═════ Текст для чтения

Вышеприведенные нами известия Христофора Ангела ознакомляют нас с материальным положением константинопольской патриархии первой половины XVII века и отчасти XVI века. Для ознакомления с тем же вопросом в позднейшие времена очень полезную услугу оказывает авторитетный писатель Маурер, о котором нам не раз приходилось упоминать раньше. Этот писатель изображает положение дела в начале XIX века, но нет сомнения, что его изображение может характеризовать и предыдущее состояние греческой церкви (наприм. конец XVII-го и XVIII век); потому что это изображение во многом согласно с известиями Христофора Ангела. Мало того: Маурер должен служить для нас руководителем и для изучения рассматриваемого вопроса до 60-х годов текущего века, так как в это время материальное состояние константинопольской патриархии, как свидетельствуют факты, не удалялось от той нормы, которая дается указанным писателем. Иначе пошло дело с 60-х годов текущего века, но об этом речь впереди. К тем известиям, какие сообщает Маурер мы будем присоединять сообщения и факты, заимствуемые из других источников и таким образом постараемся достигнуть возможно ясного представления об изучаемом нами предмете.

══════════

- [Задание]
Ответьте, пожалуйста, на вопросы по тексту о константинопольской патриархии:
(a) Какой период охватывают известия Христофора Ангела о материальном положении константинопольской патриархии?
(b) Положение дела в начале какого века изображает Маурер?
(c) До какого времени, по тексту, Маурер должен служить руководителем для изучения вопроса?

═════ Записи

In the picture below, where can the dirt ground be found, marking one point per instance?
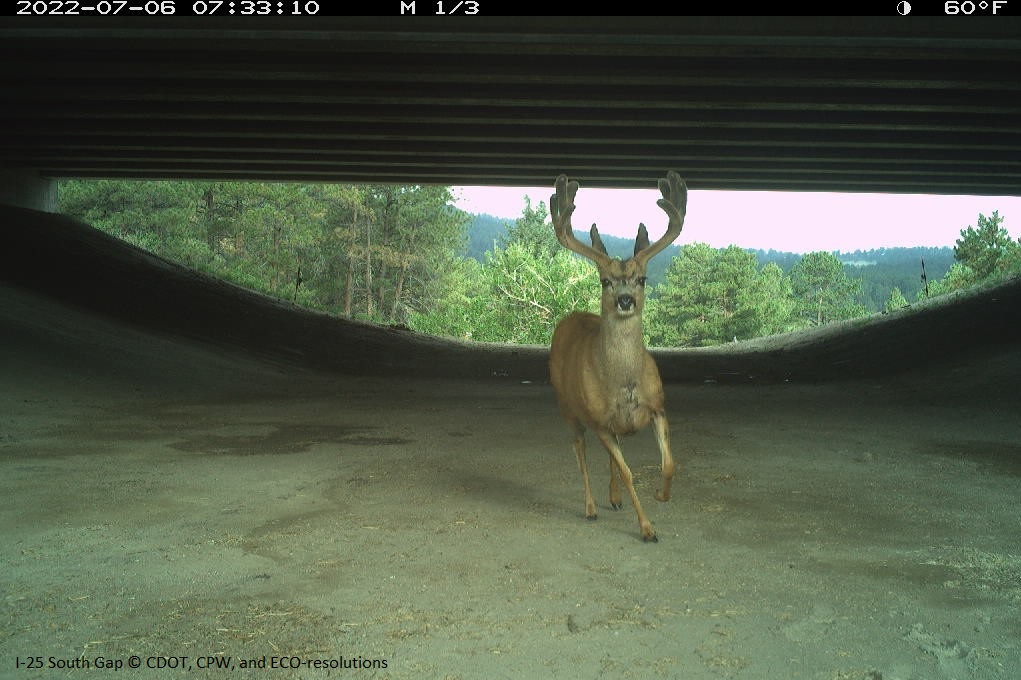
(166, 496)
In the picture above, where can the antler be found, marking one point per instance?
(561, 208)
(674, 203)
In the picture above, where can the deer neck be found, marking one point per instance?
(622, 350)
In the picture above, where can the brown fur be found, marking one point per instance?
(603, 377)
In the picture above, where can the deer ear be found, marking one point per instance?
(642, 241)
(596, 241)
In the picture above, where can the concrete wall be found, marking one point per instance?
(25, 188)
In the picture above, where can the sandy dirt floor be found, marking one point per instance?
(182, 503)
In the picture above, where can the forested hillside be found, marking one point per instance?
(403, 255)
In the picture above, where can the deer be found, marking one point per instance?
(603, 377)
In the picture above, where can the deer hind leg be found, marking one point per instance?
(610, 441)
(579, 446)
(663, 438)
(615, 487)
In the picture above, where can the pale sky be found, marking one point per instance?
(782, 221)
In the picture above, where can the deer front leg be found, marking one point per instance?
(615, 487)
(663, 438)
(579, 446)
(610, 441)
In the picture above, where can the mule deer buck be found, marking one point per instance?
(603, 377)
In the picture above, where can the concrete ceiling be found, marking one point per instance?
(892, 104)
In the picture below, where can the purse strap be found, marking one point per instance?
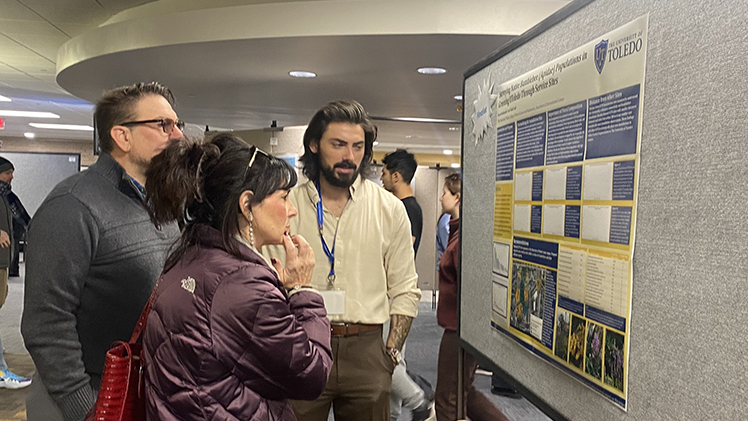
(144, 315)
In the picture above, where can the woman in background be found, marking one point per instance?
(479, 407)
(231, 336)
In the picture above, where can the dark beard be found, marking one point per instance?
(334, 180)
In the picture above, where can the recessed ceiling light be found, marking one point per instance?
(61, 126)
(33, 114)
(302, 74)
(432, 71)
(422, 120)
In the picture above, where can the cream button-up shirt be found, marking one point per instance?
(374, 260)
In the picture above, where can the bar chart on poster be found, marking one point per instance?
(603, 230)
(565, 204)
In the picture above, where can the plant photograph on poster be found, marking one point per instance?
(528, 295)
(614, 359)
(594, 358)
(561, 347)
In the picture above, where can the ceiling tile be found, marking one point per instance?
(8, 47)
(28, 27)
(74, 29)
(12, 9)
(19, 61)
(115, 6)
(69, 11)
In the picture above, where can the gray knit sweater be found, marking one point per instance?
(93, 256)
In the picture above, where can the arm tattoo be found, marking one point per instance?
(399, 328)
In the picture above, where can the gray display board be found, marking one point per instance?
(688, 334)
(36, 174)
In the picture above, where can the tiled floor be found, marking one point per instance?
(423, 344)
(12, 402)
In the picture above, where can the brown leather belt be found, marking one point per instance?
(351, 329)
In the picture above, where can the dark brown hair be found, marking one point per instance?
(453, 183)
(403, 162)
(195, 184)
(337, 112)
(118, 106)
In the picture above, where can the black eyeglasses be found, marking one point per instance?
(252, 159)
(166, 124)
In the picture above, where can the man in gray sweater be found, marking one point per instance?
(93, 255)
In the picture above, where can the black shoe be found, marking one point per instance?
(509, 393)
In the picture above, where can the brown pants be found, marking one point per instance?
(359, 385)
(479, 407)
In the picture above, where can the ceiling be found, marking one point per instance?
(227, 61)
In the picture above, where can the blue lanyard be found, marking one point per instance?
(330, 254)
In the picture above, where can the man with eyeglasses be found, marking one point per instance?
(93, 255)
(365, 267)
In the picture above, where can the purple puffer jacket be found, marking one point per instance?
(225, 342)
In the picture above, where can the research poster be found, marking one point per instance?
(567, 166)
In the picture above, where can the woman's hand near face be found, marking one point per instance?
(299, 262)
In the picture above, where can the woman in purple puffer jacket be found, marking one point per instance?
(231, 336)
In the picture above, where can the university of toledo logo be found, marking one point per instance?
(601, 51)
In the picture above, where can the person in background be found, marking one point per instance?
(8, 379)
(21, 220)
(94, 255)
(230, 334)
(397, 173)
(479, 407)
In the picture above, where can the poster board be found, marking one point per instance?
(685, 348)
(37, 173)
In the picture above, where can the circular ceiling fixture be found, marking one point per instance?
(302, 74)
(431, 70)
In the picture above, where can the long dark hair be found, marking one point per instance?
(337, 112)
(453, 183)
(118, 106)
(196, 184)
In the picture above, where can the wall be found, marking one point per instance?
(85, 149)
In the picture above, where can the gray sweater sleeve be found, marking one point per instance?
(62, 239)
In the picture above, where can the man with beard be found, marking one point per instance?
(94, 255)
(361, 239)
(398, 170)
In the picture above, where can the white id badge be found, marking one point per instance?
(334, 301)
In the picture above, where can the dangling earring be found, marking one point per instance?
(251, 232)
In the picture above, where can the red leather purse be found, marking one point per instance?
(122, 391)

══════════
═════ Записи

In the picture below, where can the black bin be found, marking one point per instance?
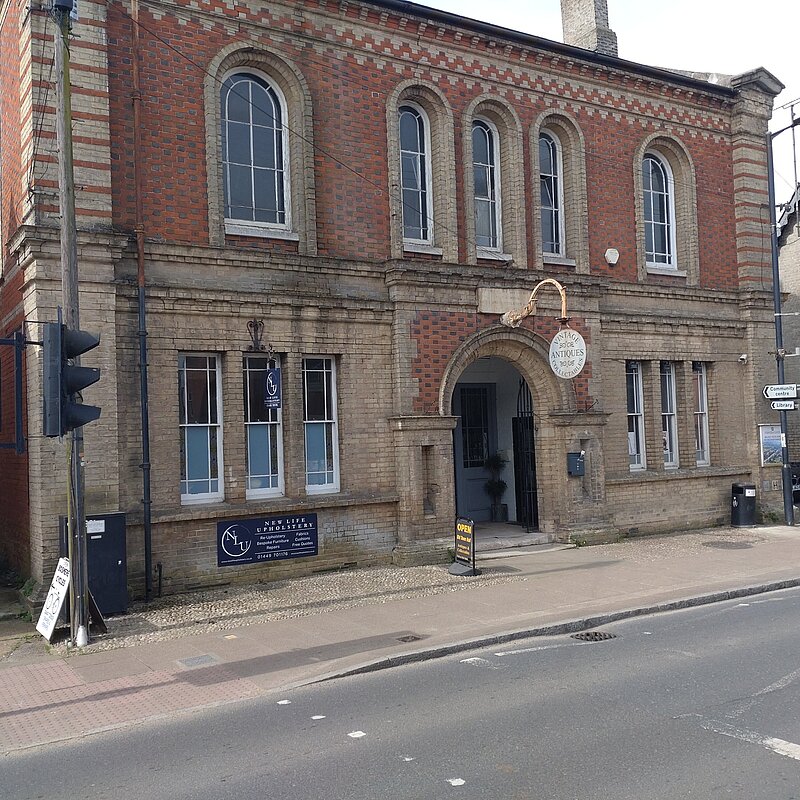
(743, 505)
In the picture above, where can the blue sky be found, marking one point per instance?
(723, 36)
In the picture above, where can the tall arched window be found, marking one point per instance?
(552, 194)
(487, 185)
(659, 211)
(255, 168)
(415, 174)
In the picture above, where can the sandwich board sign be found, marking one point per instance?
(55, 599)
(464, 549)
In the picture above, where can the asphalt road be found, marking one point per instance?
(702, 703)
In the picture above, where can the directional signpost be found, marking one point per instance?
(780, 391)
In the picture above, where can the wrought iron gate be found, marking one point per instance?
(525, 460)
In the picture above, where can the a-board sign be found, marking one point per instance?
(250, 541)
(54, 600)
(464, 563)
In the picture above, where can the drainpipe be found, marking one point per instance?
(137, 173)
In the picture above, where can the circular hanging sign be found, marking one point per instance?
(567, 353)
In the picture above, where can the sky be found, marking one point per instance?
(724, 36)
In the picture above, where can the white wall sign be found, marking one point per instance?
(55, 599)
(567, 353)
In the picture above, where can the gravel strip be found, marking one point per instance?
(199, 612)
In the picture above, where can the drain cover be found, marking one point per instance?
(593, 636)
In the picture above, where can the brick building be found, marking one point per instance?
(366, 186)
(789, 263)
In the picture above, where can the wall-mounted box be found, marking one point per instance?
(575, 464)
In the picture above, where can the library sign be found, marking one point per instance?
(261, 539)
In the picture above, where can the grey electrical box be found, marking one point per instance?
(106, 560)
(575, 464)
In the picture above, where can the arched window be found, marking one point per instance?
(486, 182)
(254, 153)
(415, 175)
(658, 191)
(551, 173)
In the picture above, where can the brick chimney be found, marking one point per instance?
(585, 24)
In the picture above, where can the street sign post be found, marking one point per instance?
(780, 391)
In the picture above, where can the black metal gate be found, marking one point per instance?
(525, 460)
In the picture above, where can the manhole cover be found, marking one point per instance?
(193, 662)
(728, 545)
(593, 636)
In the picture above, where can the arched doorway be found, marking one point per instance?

══════════

- [Ответ]
(a) Первую половину XVII века и отчасти XVI век.
(b) В начале XIX века.
(c) До 60-х годов текущего века.